Arnold Schoenberg: Pierrot Lunaire (Hungaroton Records)
Erika Sziklay, soprano; 
András Mihály, conductor; Budapest Chamber Ensemble

It just wouldn’t be a Halloween marathon without a spooky clown—and Arnold Schoenberg’s Pierrot Lunaire is nothing if not haunting. A masterpiece of melodrama, the 35-minute work tells the chilling tale of a moonstruck clown and his descent into madness (a powerful metaphor for the modern alienated artist). The spooky story comes alive through three groups of seven poems (a result of Schoenberg’s peculiar obsession with numerology), each one recited using Sprechstimme: an expressionist vocal technique that hovers eerily between song and speech. Combine this with Schoenberg’s free atonality and macabre storytelling, and it’s enough to transport you to into an intoxicating moonlight. – Maggie Molloy


Adrian Lane: “Playing with Ghosts” (Preserved Sound)

The “ghosts” in the title refer to the 100-year-old cylinder recordings that Adrian Lane hacked to bits, reordered, sutured together, and reanimated as “Playing With Ghosts.”  The result is a grainy musical creature accompanied by Lane’s own ethereal piano, which was built around the same time the cylinders were originally produced. The deterioration of the recordings leave a haunting, nostalgic impression. – Rachele Hales

 


Michael Daugherty: Dead Elvis (CCn’C Records)
Martin Kuuskmann, bassoon; Absolute Ensemble

Have you ever wondered why people are obsessed with celebrities?  How some folks can see faces in toast?  Then you must be mystified by the phenomenon of Elvis Presley’s inimitable immortality.

Program notes from the premiere of Michael Daugherty’s Dead Elvis say that “It is more than a coincidence that it is scored for the same instrumentation as Stravinsky’s Histoire du Soldat (1918), in which a soldier sells his violin and his soul to the devil for a magic book. In Dead Elvis, the bassoon is Elvis (or perhaps an Elvis impersonator). Does this rock star sell out his Southern folk authenticity to the sophisticated professionalism of Hollywood movies, Colonel Parker, and Las Vegas in order to attain great wealth and fame?”

Daugherty’s over-the-top tribute to Elvis juxtaposed with Dies Irae (a religious chant which symbolizes Judgment Day) incites questions about the obsessiveness over celebrity and the immortality of image. – Micaela Pearson


Julia Wolfe: Cruel Sister (Cantaloupe Music)

_ _ _

Goal A:
Report how many lines of the listing contain the word "background", treating case as significant, and give only the number.
The Halloween music picks and the listing have no connection to each other.

Records from a point labeling set:

_ _ _

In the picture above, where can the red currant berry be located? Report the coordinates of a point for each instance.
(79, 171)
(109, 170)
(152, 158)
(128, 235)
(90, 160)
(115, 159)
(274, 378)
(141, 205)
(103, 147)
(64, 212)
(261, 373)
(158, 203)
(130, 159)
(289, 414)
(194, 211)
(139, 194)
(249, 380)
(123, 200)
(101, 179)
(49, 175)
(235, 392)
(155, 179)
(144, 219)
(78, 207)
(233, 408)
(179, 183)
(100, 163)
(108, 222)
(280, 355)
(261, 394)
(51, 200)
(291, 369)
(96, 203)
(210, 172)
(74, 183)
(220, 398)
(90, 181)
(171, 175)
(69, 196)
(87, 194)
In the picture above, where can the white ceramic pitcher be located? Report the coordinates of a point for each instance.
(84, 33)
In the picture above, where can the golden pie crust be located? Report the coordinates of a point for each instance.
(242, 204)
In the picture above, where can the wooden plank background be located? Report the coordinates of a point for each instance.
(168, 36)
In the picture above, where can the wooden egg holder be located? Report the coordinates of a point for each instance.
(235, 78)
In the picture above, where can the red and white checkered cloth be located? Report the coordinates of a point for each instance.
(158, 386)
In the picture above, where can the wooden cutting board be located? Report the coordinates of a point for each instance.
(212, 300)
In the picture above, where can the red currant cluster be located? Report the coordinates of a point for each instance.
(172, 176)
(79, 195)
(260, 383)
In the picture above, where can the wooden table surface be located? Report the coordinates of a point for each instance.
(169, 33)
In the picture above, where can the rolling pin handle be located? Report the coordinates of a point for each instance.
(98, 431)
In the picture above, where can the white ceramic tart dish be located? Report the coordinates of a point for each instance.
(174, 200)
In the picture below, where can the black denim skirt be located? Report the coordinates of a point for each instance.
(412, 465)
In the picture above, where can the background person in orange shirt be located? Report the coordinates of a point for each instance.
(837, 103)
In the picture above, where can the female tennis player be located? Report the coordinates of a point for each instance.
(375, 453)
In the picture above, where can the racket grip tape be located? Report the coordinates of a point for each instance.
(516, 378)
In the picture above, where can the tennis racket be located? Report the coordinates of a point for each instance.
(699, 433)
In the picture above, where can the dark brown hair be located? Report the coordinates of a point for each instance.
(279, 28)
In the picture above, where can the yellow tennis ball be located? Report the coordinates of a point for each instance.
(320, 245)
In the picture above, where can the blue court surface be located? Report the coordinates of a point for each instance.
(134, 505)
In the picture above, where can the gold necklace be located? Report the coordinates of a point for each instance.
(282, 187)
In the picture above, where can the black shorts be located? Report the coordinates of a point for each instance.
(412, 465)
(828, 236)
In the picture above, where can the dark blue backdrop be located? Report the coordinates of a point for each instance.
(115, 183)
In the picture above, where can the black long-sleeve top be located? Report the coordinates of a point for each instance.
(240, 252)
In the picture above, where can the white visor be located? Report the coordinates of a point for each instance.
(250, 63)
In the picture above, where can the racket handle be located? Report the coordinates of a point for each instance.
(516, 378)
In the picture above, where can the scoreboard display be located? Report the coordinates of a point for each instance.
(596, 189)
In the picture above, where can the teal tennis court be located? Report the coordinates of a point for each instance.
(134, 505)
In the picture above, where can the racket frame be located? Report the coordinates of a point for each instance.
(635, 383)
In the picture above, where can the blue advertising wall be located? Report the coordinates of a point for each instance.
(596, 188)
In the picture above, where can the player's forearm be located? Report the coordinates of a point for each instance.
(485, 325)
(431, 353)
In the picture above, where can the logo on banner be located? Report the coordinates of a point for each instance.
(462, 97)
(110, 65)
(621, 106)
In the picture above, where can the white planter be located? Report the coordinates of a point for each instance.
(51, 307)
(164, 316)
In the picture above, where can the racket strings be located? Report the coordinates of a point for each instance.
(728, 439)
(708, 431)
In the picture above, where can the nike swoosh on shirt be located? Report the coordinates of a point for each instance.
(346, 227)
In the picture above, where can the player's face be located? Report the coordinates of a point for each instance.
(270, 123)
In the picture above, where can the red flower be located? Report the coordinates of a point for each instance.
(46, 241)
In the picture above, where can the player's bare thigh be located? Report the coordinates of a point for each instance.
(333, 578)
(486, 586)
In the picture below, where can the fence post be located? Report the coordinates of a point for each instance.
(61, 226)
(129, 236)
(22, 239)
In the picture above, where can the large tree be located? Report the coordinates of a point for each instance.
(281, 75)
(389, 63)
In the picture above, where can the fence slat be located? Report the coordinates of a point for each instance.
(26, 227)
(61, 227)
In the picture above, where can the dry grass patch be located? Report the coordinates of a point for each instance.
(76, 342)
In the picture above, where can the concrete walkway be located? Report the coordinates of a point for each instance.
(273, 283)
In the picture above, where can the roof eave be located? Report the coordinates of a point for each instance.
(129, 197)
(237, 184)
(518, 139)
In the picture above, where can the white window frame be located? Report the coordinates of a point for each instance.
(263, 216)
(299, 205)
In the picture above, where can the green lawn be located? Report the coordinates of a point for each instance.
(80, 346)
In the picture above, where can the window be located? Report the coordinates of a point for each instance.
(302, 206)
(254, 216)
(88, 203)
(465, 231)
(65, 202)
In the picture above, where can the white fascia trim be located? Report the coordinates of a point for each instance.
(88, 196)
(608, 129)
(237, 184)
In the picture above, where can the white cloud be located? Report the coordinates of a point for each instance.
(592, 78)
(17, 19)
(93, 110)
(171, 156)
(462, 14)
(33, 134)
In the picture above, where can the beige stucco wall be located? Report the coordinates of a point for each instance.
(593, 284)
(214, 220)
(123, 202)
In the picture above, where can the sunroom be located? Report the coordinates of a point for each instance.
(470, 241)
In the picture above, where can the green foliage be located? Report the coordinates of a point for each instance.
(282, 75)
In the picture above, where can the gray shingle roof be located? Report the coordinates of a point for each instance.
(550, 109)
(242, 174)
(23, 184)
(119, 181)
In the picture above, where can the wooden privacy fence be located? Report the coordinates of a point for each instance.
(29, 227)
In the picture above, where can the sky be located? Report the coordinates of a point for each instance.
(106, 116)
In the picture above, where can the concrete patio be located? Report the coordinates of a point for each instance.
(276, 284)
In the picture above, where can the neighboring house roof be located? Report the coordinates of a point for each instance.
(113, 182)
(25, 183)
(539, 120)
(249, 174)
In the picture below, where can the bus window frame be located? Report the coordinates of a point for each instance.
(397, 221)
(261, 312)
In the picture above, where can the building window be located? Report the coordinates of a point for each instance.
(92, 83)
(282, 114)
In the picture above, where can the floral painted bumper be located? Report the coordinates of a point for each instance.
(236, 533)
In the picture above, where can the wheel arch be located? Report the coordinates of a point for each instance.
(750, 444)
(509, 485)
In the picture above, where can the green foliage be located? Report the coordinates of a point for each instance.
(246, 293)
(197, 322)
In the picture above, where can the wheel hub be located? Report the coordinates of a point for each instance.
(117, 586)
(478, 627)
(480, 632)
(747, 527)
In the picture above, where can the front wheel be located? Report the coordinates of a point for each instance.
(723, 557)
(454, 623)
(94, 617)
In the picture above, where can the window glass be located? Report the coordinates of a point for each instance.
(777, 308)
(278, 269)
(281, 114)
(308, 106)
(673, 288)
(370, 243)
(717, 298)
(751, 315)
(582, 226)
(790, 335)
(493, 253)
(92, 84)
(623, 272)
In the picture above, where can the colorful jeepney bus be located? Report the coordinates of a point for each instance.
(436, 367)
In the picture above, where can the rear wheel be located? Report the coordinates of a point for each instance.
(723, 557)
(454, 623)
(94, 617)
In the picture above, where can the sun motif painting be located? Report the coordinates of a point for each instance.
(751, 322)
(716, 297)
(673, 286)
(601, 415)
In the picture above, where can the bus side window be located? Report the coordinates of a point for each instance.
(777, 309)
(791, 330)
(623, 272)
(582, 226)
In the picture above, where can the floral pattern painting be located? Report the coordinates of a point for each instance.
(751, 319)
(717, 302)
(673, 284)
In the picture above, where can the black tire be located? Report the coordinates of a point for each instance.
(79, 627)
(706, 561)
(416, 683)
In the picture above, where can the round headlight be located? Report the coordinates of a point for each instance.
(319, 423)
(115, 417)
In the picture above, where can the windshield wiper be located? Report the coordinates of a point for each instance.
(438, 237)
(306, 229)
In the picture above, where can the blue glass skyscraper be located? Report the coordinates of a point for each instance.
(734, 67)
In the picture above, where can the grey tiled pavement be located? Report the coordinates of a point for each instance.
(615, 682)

_ _ _

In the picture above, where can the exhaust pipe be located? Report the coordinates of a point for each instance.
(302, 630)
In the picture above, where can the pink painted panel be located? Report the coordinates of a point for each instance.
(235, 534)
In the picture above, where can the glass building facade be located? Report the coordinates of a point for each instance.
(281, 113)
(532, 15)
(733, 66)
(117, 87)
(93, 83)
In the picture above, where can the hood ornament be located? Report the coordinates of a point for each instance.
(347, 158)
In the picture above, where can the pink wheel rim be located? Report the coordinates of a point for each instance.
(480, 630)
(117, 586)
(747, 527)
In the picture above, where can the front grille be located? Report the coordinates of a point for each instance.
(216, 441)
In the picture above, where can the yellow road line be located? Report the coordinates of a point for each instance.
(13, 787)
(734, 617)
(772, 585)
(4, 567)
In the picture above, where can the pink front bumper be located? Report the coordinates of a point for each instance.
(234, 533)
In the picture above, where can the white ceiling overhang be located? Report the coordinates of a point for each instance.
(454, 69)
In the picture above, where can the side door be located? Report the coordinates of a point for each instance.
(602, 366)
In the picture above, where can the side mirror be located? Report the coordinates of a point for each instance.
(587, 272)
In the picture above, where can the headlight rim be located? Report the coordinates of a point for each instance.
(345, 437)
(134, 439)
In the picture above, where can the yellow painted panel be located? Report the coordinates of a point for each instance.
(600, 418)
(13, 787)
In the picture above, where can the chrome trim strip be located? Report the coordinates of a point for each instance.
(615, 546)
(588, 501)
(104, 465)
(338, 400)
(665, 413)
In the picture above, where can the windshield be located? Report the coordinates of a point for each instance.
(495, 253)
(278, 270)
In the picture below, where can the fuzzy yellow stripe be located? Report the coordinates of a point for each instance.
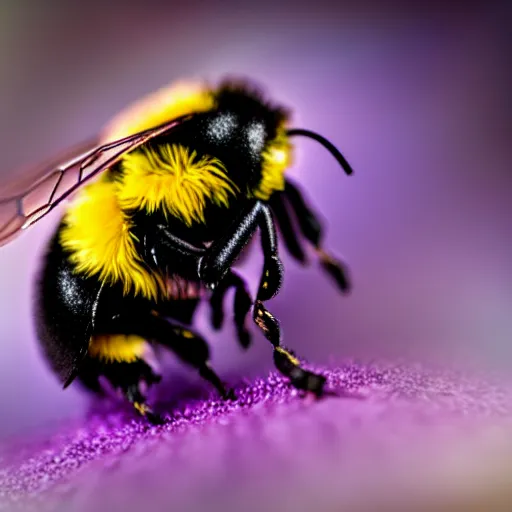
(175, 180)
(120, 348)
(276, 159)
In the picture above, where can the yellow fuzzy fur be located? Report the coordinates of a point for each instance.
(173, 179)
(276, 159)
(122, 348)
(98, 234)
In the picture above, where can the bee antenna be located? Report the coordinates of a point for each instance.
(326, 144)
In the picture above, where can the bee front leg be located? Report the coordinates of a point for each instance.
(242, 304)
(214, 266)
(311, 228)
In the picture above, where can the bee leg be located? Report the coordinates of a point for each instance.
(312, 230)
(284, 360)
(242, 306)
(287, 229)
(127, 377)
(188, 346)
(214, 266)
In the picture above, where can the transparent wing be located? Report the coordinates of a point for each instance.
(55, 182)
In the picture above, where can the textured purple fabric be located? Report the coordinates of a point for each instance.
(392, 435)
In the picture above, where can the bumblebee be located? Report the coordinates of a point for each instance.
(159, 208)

_ _ _

Goal B:
Copy word for word the passage of the Halloween music picks starting with "Michael Daugherty: Dead" and going on through "Presley’s inimitable immortality.".

Complete response A:
2

Complete response B:
Michael Daugherty: Dead Elvis (CCn’C Records)
Martin Kuuskmann, bassoon; Absolute Ensemble

Have you ever wondered why people are obsessed with celebrities?  How some folks can see faces in toast?  Then you must be mystified by the phenomenon of Elvis Presley’s inimitable immortality.